» Extrait fourni
------------------------

Elles ne supportent pas l’idée que leurs enfants aillent se coucher le ventre vide. Pourtant, ça arrive plus souvent qu’elles ne le voudraient. Face à l’enfer de la misère, Chlorane Drost, 25 ans, et Déborah Dram, 27 ans, se battent de toutes leurs forces pour que leurs familles respectives puissent vivre dans de meilleures conditions.

Chlorane Drost : «Lorsque je regarde mes filles, ça me donne du courage»

 

Derrière les grandes maisons qui bordent la côte d’Albion se cache une triste et douloureuse réalité dont beaucoup de gens ignorent encore l’existence. Pour la voir, il faut creuser un peu, s’infiltrer dans les bas-fonds de cette région. Le contraste y est saisissant. À l’écart des nouveaux morcellements et de leurs belles demeures, elles sont quelques familles à vivre dans des conditions déplorables, extrême opposée au pittoresque Albion.

------------------------

» Données d'entrée
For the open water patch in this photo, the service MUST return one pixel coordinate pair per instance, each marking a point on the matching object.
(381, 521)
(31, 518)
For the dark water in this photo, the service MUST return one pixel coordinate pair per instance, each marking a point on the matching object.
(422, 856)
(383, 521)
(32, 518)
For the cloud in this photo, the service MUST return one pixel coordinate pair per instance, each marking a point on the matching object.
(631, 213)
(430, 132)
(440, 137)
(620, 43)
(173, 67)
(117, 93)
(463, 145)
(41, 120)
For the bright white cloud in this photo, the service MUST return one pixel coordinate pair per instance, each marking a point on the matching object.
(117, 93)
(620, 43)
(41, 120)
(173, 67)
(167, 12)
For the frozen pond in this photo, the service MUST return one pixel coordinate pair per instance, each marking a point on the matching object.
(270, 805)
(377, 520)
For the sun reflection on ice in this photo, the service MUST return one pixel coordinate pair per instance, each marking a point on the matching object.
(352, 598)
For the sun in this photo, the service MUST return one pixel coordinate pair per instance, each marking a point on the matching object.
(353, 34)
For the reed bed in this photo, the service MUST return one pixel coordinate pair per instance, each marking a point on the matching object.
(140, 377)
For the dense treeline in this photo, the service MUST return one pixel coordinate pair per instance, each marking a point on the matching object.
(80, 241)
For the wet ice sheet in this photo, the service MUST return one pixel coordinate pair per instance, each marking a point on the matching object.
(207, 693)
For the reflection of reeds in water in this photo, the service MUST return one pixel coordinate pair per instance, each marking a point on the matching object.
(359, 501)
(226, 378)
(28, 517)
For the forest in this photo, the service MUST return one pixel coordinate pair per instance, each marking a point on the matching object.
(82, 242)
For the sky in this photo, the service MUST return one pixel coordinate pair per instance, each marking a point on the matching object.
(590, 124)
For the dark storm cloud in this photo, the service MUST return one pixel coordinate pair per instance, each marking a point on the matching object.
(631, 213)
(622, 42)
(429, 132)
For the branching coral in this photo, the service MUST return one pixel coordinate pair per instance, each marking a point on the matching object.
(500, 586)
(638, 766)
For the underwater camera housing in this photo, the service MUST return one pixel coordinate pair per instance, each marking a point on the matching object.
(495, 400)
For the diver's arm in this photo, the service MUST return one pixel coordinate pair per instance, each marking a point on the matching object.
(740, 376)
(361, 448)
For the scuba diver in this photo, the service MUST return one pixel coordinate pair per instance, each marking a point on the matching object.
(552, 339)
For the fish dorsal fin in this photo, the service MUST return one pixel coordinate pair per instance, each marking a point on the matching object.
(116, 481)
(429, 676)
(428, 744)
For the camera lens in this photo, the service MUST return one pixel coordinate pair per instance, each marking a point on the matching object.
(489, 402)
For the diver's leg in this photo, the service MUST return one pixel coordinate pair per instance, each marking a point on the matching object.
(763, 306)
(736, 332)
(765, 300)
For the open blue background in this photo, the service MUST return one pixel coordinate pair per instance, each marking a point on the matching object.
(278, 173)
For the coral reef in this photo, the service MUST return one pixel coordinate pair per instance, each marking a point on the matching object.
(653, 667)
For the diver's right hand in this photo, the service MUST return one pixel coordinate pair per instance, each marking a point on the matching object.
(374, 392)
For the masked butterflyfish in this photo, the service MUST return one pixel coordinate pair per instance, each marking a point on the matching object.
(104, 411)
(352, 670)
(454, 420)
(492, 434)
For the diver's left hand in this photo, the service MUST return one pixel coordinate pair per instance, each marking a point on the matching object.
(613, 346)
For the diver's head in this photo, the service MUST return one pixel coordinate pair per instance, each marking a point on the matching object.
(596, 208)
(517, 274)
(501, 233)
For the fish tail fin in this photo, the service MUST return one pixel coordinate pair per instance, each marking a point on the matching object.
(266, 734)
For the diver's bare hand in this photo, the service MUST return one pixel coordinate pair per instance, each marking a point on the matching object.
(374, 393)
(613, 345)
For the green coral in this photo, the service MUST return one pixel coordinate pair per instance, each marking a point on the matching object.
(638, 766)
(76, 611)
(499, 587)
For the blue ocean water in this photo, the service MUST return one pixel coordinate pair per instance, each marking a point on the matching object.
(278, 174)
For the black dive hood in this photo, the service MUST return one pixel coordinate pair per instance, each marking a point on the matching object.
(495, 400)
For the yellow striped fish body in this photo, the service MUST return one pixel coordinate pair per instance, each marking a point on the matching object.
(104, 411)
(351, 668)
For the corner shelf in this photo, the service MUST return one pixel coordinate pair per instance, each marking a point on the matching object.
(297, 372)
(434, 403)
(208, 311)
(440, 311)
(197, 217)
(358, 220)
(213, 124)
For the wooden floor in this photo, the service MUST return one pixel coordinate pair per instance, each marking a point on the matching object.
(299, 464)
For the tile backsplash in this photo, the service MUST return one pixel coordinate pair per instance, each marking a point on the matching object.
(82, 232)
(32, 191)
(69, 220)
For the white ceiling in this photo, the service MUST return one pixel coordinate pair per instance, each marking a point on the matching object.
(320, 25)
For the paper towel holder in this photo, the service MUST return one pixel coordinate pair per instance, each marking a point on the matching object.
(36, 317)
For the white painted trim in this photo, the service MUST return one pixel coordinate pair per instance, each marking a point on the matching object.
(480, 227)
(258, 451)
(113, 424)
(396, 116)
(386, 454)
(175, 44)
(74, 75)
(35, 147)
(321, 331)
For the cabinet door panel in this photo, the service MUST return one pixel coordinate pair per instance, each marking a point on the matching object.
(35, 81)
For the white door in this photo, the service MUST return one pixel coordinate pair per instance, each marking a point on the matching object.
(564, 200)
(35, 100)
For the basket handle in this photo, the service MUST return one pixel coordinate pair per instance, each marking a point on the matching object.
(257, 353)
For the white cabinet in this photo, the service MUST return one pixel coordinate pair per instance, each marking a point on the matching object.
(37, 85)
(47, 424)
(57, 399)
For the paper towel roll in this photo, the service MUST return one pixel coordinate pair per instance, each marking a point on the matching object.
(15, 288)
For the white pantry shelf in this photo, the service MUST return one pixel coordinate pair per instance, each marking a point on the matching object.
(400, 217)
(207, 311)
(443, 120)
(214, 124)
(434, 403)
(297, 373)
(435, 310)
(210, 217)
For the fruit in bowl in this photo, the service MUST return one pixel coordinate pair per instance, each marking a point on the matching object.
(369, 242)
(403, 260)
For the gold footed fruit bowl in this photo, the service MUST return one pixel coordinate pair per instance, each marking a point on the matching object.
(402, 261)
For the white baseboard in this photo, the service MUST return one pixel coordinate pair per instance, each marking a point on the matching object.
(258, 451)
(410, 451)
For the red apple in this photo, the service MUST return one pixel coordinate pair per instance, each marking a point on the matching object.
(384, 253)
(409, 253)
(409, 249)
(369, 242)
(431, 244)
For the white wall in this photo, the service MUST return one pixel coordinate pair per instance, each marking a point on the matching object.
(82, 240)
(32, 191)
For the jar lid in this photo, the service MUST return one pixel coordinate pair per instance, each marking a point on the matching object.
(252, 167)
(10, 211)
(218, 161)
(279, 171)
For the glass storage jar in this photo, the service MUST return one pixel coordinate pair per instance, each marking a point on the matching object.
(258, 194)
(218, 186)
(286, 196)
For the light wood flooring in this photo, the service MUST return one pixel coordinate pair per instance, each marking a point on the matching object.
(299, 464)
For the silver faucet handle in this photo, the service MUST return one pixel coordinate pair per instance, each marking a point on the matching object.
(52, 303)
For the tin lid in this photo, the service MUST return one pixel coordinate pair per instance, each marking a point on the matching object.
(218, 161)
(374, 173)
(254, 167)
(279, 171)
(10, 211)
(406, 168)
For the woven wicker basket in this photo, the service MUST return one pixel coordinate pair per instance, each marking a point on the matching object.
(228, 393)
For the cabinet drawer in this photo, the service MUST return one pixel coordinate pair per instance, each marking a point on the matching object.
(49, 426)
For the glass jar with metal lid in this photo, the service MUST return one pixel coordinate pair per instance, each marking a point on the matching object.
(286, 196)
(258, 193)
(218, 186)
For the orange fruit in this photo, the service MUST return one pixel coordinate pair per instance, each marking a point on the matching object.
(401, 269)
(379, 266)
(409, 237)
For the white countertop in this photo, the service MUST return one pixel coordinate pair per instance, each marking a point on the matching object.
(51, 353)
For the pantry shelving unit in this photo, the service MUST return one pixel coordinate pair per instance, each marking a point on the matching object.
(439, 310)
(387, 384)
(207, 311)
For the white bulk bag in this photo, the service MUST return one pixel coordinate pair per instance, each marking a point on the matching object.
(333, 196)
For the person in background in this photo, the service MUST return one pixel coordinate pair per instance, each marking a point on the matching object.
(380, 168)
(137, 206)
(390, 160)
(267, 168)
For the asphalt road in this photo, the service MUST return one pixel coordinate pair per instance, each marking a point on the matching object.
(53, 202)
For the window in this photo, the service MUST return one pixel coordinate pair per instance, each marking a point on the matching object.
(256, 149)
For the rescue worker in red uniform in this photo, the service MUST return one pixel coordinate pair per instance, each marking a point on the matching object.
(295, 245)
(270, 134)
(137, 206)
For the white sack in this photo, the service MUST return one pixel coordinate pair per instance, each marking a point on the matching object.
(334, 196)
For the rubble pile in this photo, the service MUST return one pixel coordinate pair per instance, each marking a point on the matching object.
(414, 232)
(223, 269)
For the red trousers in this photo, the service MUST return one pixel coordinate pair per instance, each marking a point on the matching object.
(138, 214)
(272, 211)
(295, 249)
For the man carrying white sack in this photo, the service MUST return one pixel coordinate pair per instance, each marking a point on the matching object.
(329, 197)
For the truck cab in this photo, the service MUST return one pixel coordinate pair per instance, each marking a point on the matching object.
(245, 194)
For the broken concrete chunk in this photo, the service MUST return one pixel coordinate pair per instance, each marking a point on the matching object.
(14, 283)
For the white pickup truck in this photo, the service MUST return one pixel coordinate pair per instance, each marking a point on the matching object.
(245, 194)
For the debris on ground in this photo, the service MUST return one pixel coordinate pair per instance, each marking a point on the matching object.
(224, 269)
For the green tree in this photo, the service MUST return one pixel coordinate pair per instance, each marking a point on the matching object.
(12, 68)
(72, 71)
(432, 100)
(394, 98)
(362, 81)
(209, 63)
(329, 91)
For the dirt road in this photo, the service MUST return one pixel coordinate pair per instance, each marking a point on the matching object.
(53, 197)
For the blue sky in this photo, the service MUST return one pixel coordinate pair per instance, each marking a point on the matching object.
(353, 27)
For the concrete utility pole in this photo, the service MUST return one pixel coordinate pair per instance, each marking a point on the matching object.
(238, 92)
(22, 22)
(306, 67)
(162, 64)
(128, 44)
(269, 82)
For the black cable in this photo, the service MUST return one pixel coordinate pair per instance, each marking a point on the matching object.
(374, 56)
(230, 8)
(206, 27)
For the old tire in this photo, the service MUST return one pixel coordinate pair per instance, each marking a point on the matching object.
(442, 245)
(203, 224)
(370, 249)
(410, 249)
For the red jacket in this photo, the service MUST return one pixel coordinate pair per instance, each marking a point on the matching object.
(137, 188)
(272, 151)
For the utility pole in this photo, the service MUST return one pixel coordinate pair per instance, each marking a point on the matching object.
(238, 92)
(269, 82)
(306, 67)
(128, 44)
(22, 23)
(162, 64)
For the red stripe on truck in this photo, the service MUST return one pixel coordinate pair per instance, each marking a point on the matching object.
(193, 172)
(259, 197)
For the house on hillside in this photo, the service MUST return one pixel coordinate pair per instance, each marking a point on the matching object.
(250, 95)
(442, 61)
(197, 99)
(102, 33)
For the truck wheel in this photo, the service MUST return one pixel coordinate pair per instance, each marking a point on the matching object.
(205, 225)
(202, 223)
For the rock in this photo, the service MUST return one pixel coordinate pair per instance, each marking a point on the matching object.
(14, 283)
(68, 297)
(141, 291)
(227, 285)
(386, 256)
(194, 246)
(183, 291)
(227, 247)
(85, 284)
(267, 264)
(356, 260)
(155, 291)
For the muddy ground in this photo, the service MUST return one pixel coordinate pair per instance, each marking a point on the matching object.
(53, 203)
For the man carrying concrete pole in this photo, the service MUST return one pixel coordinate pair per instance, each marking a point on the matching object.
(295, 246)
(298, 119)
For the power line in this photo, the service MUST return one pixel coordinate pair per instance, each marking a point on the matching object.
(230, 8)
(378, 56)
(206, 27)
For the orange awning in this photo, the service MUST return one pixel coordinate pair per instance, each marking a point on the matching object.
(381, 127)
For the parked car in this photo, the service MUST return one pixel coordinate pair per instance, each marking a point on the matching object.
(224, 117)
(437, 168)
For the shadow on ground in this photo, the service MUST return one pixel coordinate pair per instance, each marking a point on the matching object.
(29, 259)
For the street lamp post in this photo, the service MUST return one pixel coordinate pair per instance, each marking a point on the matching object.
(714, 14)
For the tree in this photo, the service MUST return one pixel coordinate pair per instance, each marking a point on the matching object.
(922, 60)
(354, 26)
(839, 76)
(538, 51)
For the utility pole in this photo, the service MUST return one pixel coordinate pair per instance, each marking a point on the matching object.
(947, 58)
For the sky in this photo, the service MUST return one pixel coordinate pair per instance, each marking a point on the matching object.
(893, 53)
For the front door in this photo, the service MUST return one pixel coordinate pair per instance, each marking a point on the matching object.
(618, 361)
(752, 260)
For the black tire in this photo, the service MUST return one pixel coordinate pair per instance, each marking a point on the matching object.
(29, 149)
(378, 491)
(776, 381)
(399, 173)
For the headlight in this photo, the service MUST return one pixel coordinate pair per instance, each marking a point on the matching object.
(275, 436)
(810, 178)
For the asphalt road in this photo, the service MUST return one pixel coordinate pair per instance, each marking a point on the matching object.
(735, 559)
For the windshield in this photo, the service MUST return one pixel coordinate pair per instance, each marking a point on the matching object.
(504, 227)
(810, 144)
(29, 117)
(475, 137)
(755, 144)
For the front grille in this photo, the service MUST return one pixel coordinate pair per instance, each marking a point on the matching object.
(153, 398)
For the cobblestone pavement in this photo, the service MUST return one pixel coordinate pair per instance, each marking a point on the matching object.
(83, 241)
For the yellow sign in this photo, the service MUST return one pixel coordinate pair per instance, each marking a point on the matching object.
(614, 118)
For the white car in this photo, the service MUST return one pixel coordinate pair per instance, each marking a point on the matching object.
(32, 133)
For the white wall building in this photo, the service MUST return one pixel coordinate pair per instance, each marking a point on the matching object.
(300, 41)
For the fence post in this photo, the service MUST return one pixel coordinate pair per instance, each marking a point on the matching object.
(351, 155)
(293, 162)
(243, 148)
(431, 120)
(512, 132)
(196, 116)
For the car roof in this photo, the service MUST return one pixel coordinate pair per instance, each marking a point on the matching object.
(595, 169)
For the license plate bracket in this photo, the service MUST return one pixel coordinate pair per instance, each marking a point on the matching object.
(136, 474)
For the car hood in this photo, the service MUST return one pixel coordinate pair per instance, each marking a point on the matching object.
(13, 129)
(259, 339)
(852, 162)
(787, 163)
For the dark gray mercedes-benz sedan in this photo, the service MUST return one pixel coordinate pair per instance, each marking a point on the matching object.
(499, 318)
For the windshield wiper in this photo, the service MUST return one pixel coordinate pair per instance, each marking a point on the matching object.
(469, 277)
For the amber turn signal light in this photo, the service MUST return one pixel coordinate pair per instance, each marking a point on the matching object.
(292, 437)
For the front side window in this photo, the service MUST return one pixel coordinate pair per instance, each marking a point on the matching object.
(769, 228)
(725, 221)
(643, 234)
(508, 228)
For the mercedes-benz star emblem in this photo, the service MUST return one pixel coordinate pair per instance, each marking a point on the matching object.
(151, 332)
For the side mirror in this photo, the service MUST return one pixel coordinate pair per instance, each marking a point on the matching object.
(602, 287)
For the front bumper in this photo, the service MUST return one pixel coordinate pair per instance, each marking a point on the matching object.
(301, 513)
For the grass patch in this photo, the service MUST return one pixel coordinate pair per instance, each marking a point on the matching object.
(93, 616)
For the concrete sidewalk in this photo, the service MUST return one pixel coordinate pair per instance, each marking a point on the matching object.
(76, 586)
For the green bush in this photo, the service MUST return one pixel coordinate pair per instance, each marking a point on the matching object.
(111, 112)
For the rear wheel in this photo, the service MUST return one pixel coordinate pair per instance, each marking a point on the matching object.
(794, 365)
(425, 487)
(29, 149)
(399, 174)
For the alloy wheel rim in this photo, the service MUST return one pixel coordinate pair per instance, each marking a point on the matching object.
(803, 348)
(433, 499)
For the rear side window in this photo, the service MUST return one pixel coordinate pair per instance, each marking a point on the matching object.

------------------------

» Consignes
A – Résumez l'extrait fourni en deux phrases.
B – Quelles lignes des données contiennent le mot « mercedes » ? Recopiez chacune d'elles.

» Résultats par tâche
A – Chlorane Drost, 25 ans, et Déborah Dram, 27 ans, dont les enfants vont parfois se coucher le ventre vide, se battent de toutes leurs forces pour que leurs familles vivent dans de meilleures conditions. Derrière les grandes maisons de la côte d'Albion, à l'écart des belles demeures, quelques familles vivent dans des conditions déplorables, une réalité dont beaucoup de gens ignorent encore l'existence.

B –
For the dark gray mercedes-benz sedan in this photo, the service MUST return one pixel coordinate pair per instance, each marking a point on the matching object.
For the mercedes-benz star emblem in this photo, the service MUST return one pixel coordinate pair per instance, each marking a point on the matching object.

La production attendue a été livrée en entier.